▶ Exercise tasks
1 > Rewrite the paragraph of the case summary that begins "The case involved members of a family business" as a short bulleted list that keeps its main facts.
2 > Carry on the case summary from the point where it stops.

▶ Reading text
=== Section Start ===

The case involved members of a family business, Mr Tarlochan Badyal (the ‘appellant’), and his two brothers, Malkiat Singh Badyal and Santokh Singh Badyal (the ‘first and second respondents’) who began a business together manufacturing powder coating. The business traded initially as a partnership called Slough Plastics Company under which the brothers were equal partners. Paramount Powders UK Ltd (the ‘Company’) was subsequently incorporated and although the first and second respondents were the only directors of the Company, the three brothers were equal partners, and each held 25% of the shares in the Company, the remaining 25% being held by their father. It was common ground that the Company was treated as a quasi-partnership by all the brothers.
Relations between the three brothers became strained and the appellant presented a petition claiming, in the first instance, relief under section 994 to 996 of the Companies Act 2006 on the grounds that the incorporation of a further company called Paramount Powder Ltd (‘PPL’), with the second respondent as sole director, competed with the business of the Company in breach of fiduciary duties owed to the Company by first and second respondents. The appellant also contended that the conduct of Company’s affairs had unfairly prejudiced his interests. The appellant subsequently presented a petition for the winding up of the Company on a just and equitable basis, alternatively for relief under section 994 to 996 of the Companies Act 2006.

=== Section End ===

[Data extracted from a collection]
=== Section Start ===

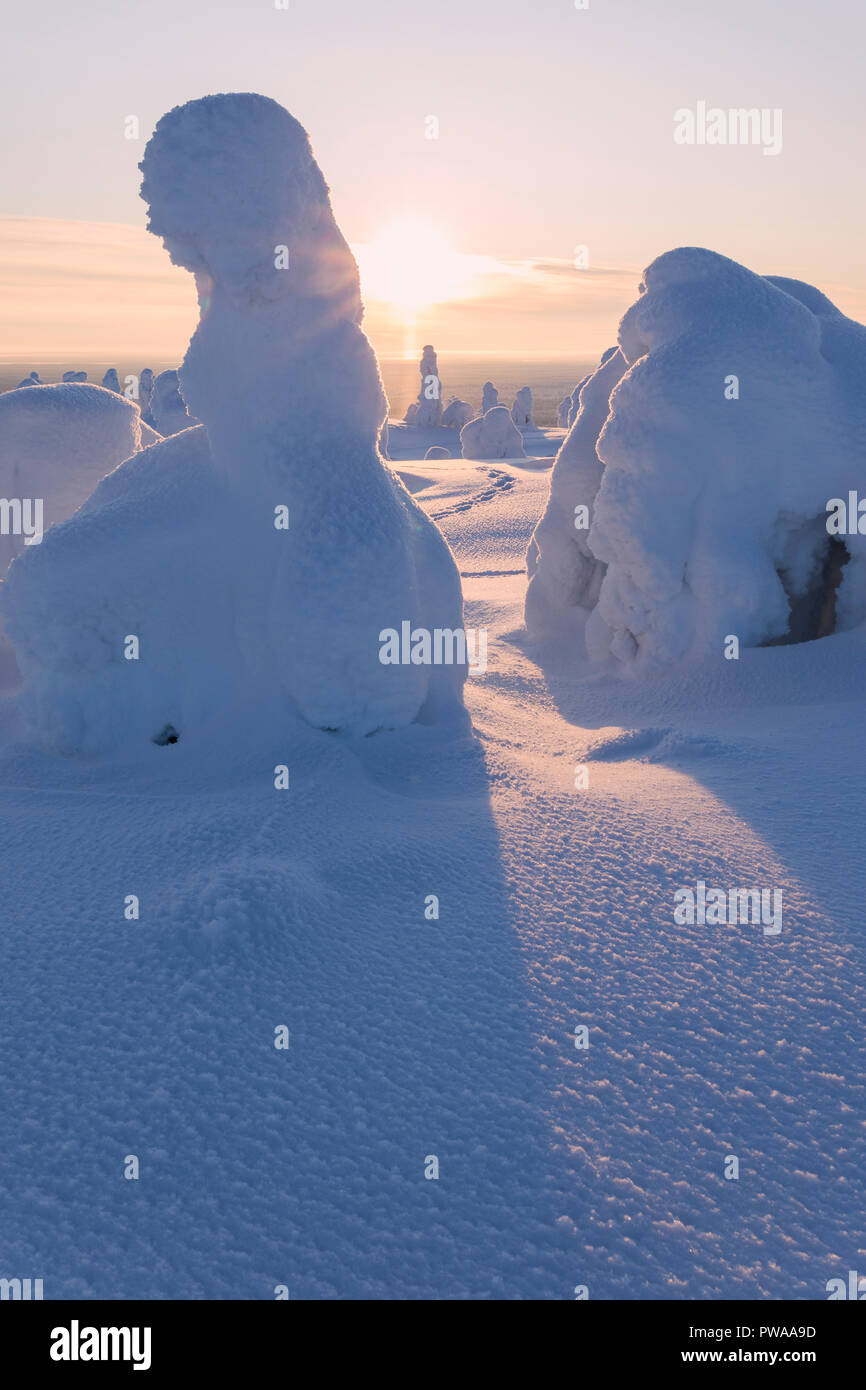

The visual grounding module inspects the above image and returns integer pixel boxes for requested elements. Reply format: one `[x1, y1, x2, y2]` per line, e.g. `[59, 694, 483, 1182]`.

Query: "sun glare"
[354, 218, 473, 320]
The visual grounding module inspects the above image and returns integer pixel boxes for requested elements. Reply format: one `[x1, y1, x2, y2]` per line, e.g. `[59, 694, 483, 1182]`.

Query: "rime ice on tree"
[525, 247, 866, 667]
[405, 343, 442, 430]
[512, 386, 532, 430]
[460, 406, 527, 459]
[3, 95, 467, 756]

=== Section End ===

▶ Answers
1 >
- The case involved a family business run by three brothers: Tarlochan Badyal (the appellant) and Malkiat Singh Badyal and Santokh Singh Badyal (the first and second respondents).
- The brothers began a business together manufacturing powder coating.
- The business first traded as a partnership, Slough Plastics Company, with the brothers as equal partners.
- Paramount Powders UK Ltd (the Company) was later incorporated, with the first and second respondents as its only directors.
- The three brothers remained equal partners, each holding 25% of the Company's shares, and their father held the other 25%.
- All the brothers accepted that the Company was treated as a quasi-partnership.

2 >
In their defence and counterclaim, the respondents denied any wrongdoing but agreed that trust and confidence had broken down between the partners. They asserted in particular, that the appellant himself had breached his own fiduciary duties to the Company through his involvement with a rival business.
The judge found in favour of the respondents and dismissed the petitions and relief was therefore refused for both unfair prejudice under section 994 to 996 of the Companies Act 2006 and on the just and equitable ground under section 122(1)(g) of the Insolvency Act 1986.
The appellant contended that the judge was wrong not to order that the Company be wound up. In particular that “he wrongly discerned a principle of law that a breakdown of mutual trust and confidence between the shareholders in a quasi-partnership company cannot found a winding-up order without something more.”
The Court of Appeal’s findings
Held – The Court of Appeal considered the question arising as to whether the judge was wrong to refuse to wind up the Company on the just and equitable ground. The appellant’s primary argument was that to secure an order for the winding up of a ‘quasi-partnership’ company, it was only necessary to show that mutual trust and confidence between the shareholders/quasi-partners had broken down.
The appeal was dismissed on the basis that “the seminal authorities on the just and equitable jurisdiction demonstrate that, in general, equity intervenes to enable the court to subject the exercise of legal rights under a company’s constitution to equitable considerations. One factor, among a number, which is relevant in that context is a breakdown of mutual trust and confidence, but it is only one.”